-- Selected text follows --
Snooze (this week in science news): October 23

    There is hope of reviving the Great Barrier Reef

    Courtesy of Robert Lindsdell

    But I saw on Twitter that the Great Barrier Reef is dead?

    Though one of the most diverse ecosystems on Earth was pronounced dead this week, this is not necessarily true. Though coral reefs are very much in danger, scientists have done extensive research to find ways to preserve these hot spots of genetic variety and at least three methods are proven to work (imagine - zombie corals!). The first: scientists can collect coral sperm and egg, then implant seeded mesh on the ocean floor to make sure a coral colony grows. The second: we can collect micro-fragments of corals and attach them to the skeletons of dead corals. The third: scientists can inject a type of fluorescent protein into reefs to make sure they aren’t bleached as easily.

    So does this mean I don’t need to worry about coral reefs?
-- Selected text concluded --
-- Dataset extract follows --
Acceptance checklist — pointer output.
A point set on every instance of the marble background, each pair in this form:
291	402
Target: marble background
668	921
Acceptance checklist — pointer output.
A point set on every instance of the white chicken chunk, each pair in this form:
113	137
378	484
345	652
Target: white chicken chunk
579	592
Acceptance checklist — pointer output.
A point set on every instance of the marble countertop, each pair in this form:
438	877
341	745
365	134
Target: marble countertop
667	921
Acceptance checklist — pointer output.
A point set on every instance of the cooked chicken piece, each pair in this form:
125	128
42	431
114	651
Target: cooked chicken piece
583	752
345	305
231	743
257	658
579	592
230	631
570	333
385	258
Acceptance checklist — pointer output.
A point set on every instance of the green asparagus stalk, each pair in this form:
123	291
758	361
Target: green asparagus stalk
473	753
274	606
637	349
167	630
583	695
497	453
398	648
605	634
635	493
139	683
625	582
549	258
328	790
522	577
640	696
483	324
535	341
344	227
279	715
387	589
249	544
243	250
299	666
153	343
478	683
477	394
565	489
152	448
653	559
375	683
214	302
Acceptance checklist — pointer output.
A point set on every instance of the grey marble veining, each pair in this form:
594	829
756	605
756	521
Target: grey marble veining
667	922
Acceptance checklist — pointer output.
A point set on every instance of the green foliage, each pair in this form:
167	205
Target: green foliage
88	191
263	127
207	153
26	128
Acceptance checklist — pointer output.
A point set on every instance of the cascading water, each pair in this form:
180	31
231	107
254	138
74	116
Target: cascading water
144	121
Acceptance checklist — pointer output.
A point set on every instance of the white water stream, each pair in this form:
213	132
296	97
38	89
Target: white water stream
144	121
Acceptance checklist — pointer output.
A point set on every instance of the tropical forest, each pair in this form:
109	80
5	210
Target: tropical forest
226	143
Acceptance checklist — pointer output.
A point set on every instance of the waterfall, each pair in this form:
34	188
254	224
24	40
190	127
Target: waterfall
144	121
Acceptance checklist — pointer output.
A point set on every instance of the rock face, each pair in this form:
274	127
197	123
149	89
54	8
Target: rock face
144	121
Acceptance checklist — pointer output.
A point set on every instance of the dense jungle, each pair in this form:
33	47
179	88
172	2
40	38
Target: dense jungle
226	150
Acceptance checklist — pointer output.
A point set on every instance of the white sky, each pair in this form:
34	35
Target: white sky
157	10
-- Dataset extract concluded --
-- Dataset extract follows --
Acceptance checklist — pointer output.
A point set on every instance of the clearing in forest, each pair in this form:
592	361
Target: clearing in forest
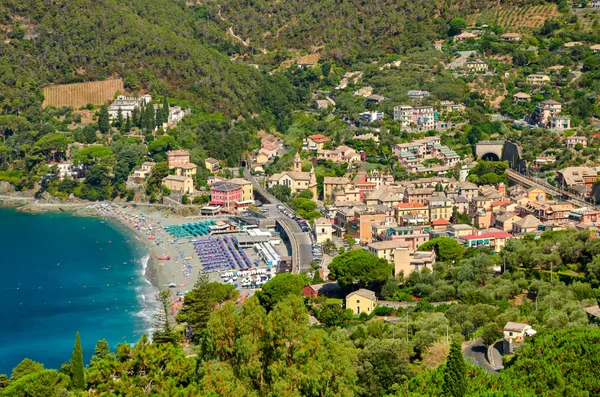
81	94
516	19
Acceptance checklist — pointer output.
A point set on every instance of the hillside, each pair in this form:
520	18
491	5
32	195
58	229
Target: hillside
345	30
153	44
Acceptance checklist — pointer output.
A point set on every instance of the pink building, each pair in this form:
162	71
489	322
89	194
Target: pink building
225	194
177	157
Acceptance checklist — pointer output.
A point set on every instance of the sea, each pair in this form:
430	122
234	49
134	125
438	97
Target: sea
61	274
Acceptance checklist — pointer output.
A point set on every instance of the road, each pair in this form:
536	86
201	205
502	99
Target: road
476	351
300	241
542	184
-- Dataset extract concluded --
▶ **Things to do**:
[a] Answer these questions from the Great Barrier Reef article:
(i) Who is the image credited to?
(ii) To what do scientists attach micro-fragments of corals?
(iii) What do scientists inject into reefs so they aren't bleached as easily?
[b] Please retype part of the Great Barrier Reef article, beginning at the words "Though one of" and stopping after "about coral reefs?".
[c] Continue the Great Barrier Reef article from the point where it stops.
The data has no connection to the Great Barrier Reef article.

▶ **Activity answers**:
[a]
(i) Robert Lindsdell
(ii) The skeletons of dead corals
(iii) A type of fluorescent protein

[b]
Though one of the most diverse ecosystems on Earth was pronounced dead this week, this is not necessarily true. Though coral reefs are very much in danger, scientists have done extensive research to find ways to preserve these hot spots of genetic variety and at least three methods are proven to work (imagine - zombie corals!). The first: scientists can collect coral sperm and egg, then implant seeded mesh on the ocean floor to make sure a coral colony grows. The second: we can collect micro-fragments of corals and attach them to the skeletons of dead corals. The third: scientists can inject a type of fluorescent protein into reefs to make sure they aren’t bleached as easily.

    So does this mean I don’t need to worry about coral reefs?

[c]
    No - keep worrying. Though we have methods to make sure they reproduce, coral reefs are still very much in danger. More than 80 percent of the Great Barrier Reef is bleached, affecting the 165 species that live within it (but who’s counting?). Scientists are doing their best, but even their best efforts can only currently maintain about 20 to 30 genetically different strains of corals. So keep hope alive - don’t start #RIPthereef yet.

    Microsoft creates a next-level speech recognition system

    So is this just a new Siri?

    Essentially, but better. Imagine Siri just went through four years of transcribing (#LifeatMedill, am I right?). Microsoft’s new speech recognition system, Cortana, which will be used as both the Microsoft and Xbox One voice assistant, is said to have “human” levels of understanding, being able to transcribe conversational speech with only a 5.9 percent word error rate - the same, if not better, than a human.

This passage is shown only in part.